*** Выбранный отрывок ***
Меня саму потрясает неизбежность категорической несостыковки с цивилизацией тогда, когда я пытаюсь расширить общение с миром через людей невиртуальных из живой плоти и крови. Я давно уклоняюсь от такой необходимости, но иногда накрывает и не отвертеться. Вынужденно приходится выходить из гнезда и куда-то себя двигать. За паспортом, например.
Каждый раз, когда путь отклонялся от фазенды или ближайше-кувшиновских фотомаршрутов, реальность меня за что-то свирепо наказывала.
С одной стороны, на физическом уровне повинна, вероятно, сама. С другой — что-то совсем не материальное определённо наличествовало в настойчивом осаживании моих попыток наладить каналы взаимности с другими.
Возможно, нами под завязку обитаемая Разумная Среда полагает суетными все мои судорожные попытки социализироваться — единственное вразумительное системное объяснение, и другого не нахожу.
* * *
Пока мы с Щекиной Галиной — с моей не то подругой, не то категорически нет, не общавшиеся из-за идеологических разногласий лет уже увесистое количество, наконец-то смиренно и взаимно тепло обирали яблони в её саду и заодно круто переоценивали всю жизнь, мама моя умудрилась так глубоко заснуть после своего похода на фазенду, что не открыла мне дверь. В которую я почти час ломилась всей тушкой, тележкой с яблоками и отчаянием.
*** Исходные данные ***
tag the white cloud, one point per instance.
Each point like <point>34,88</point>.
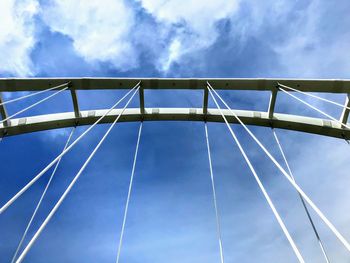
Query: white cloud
<point>100,29</point>
<point>194,24</point>
<point>17,36</point>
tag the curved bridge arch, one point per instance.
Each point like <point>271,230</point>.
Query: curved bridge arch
<point>279,120</point>
<point>268,119</point>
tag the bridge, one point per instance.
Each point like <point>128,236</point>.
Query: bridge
<point>295,89</point>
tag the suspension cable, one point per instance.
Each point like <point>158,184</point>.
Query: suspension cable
<point>59,202</point>
<point>129,193</point>
<point>314,96</point>
<point>301,198</point>
<point>262,188</point>
<point>40,200</point>
<point>316,109</point>
<point>294,184</point>
<point>33,94</point>
<point>25,188</point>
<point>33,105</point>
<point>217,216</point>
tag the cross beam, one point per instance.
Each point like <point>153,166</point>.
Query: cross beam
<point>307,85</point>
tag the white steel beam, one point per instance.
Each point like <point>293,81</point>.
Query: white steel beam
<point>282,121</point>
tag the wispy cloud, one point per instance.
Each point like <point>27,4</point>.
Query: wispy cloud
<point>17,36</point>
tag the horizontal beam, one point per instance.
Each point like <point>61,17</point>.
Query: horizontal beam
<point>307,85</point>
<point>282,121</point>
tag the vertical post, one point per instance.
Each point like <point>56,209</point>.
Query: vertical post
<point>345,114</point>
<point>75,100</point>
<point>272,102</point>
<point>3,112</point>
<point>142,101</point>
<point>205,103</point>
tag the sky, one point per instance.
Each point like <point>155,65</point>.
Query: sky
<point>171,214</point>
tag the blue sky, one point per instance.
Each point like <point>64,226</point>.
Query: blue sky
<point>171,214</point>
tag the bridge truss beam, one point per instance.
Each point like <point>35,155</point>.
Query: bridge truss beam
<point>279,120</point>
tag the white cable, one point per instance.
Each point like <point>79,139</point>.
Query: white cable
<point>40,200</point>
<point>314,96</point>
<point>294,184</point>
<point>262,188</point>
<point>301,198</point>
<point>129,193</point>
<point>33,94</point>
<point>217,216</point>
<point>25,188</point>
<point>316,109</point>
<point>59,202</point>
<point>33,105</point>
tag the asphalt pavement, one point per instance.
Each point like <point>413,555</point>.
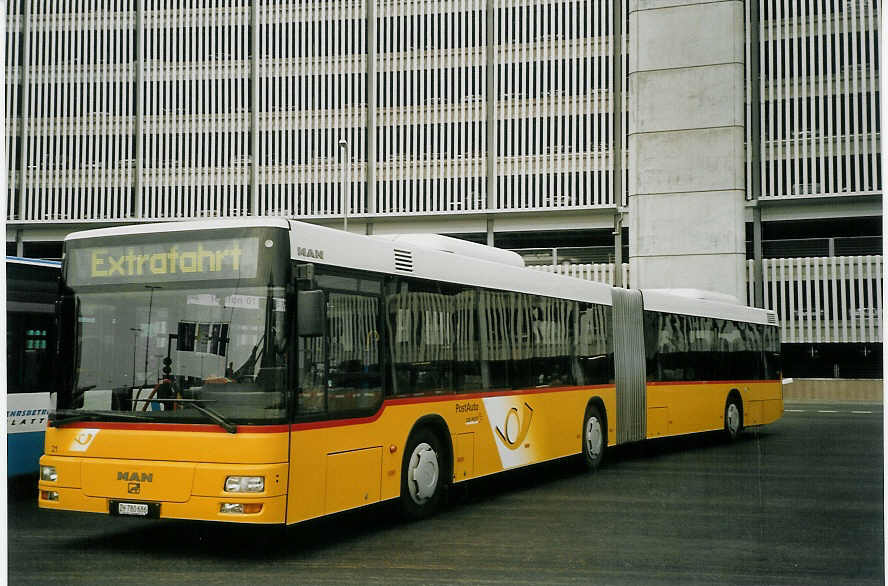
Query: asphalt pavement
<point>796,502</point>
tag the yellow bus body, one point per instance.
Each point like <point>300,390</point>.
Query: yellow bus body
<point>318,468</point>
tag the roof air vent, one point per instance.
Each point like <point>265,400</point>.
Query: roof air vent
<point>403,260</point>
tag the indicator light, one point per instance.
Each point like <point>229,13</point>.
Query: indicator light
<point>240,508</point>
<point>245,484</point>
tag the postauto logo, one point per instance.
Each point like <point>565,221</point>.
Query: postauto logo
<point>184,260</point>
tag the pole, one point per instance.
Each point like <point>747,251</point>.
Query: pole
<point>148,329</point>
<point>755,145</point>
<point>345,200</point>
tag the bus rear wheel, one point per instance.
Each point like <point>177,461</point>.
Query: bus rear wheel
<point>594,438</point>
<point>733,418</point>
<point>423,474</point>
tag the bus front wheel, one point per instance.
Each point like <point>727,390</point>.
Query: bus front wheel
<point>733,418</point>
<point>422,475</point>
<point>594,438</point>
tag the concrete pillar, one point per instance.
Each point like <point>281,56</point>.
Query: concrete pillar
<point>686,158</point>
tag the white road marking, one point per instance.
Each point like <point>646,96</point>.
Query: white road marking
<point>828,411</point>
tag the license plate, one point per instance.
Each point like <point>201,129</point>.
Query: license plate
<point>135,509</point>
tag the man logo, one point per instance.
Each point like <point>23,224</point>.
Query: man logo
<point>515,428</point>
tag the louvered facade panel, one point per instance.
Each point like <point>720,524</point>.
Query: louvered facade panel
<point>819,106</point>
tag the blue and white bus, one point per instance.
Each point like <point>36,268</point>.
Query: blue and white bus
<point>31,291</point>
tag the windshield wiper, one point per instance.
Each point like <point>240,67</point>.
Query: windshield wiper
<point>199,406</point>
<point>84,415</point>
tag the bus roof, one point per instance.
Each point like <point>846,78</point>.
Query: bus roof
<point>408,258</point>
<point>414,258</point>
<point>209,224</point>
<point>670,302</point>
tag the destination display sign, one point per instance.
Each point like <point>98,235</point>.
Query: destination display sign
<point>227,258</point>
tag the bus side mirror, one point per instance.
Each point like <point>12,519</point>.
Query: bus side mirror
<point>311,313</point>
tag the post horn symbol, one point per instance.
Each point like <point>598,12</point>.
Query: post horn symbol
<point>515,427</point>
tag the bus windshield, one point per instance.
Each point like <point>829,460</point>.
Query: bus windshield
<point>173,350</point>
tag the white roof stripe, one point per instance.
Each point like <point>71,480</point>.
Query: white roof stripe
<point>220,223</point>
<point>33,261</point>
<point>345,249</point>
<point>659,301</point>
<point>377,254</point>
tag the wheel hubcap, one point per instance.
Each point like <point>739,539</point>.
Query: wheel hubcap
<point>733,418</point>
<point>593,437</point>
<point>422,473</point>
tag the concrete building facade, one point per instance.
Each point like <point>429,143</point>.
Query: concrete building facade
<point>736,144</point>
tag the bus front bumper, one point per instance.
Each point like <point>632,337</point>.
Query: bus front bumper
<point>166,490</point>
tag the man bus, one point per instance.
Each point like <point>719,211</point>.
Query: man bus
<point>268,371</point>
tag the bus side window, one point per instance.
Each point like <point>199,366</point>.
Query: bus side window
<point>432,337</point>
<point>595,344</point>
<point>355,376</point>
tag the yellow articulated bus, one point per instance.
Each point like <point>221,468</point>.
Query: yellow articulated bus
<point>267,371</point>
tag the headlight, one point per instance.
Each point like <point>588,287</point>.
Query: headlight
<point>48,473</point>
<point>245,484</point>
<point>240,508</point>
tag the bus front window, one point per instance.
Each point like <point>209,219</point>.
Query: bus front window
<point>156,351</point>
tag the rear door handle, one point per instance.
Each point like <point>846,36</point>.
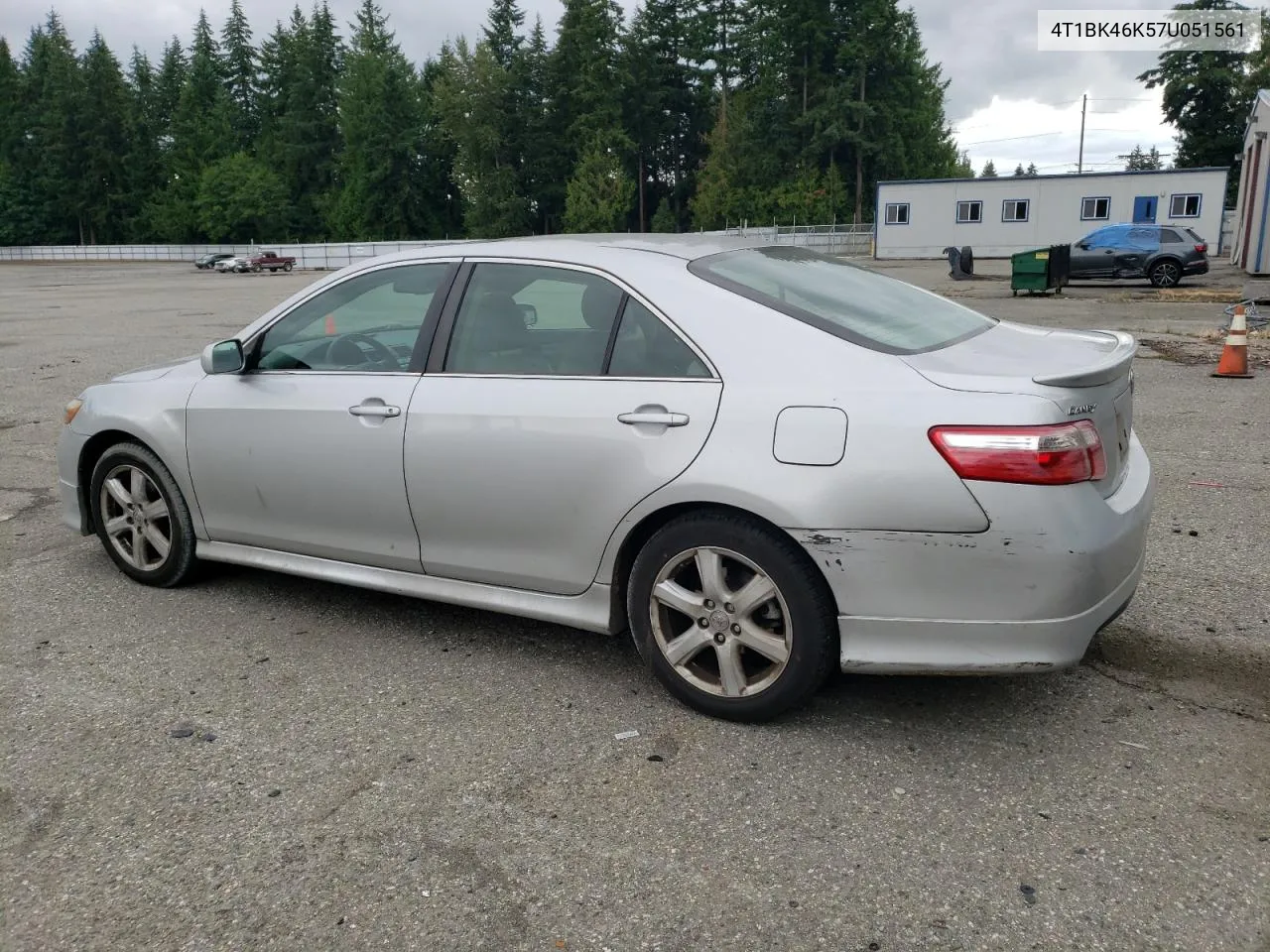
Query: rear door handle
<point>662,419</point>
<point>375,411</point>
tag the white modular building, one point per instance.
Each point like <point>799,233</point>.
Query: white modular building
<point>998,216</point>
<point>1250,246</point>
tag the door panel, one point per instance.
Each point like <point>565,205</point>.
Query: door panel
<point>521,481</point>
<point>305,462</point>
<point>1097,259</point>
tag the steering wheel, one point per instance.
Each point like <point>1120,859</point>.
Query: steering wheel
<point>380,353</point>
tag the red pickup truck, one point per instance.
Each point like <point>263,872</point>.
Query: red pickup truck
<point>270,261</point>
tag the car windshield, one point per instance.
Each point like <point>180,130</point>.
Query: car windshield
<point>843,298</point>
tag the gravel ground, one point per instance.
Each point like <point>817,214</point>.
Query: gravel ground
<point>263,762</point>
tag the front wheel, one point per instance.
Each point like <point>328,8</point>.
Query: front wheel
<point>141,517</point>
<point>730,617</point>
<point>1165,275</point>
***
**Задания**
• a. Почему, согласно отрывку, мама не открыла дверь?
• b. Продлите отрывок о неудачных попытках выйти к людям, начав сразу после его последнего предложения.

**Ответы по заданиям**
• a. Она так глубоко заснула после своего похода на фазенду, что не открыла дверь.

• b.
Брать с собой ключ в принципе не было необходимости — Галина дача через речку, два километра неспешным пёхом туда и столько же обратно. Безнадёжная клиническая растяпа, я панически боюсь этот сакральный ключ потерять, потому что фирма, врезавшая три года тому назад стальной дверной блок в наше жильё, внятно уведомила, чтобы мы, — хозяева, стало быть, — ответственно берегли прилагаемые к новой двери все ключи, числом ровно три, поскольку при утере повторить их фирменную нарезку весьма сомнительно.
Мои попытки пробить броню ногами, спиной и ниже и только что не головой, не отпуская при этом кнопки звонка, таки достигли нервов пенсионной соседки по площадке — многопудовой разгневанной гирей она выбухнулась на лестничную площадку в поисках взломщиков, но обнаружила только меня с тележкой, полной яблок. Урожай в коробе на колёсах ей был понятен без пояснений, но на всякий случай всё равно урожайное изобилие расценилось как нарушение общественного порядка, ибо в моих глазах, без сомнения, читались все грани безумия.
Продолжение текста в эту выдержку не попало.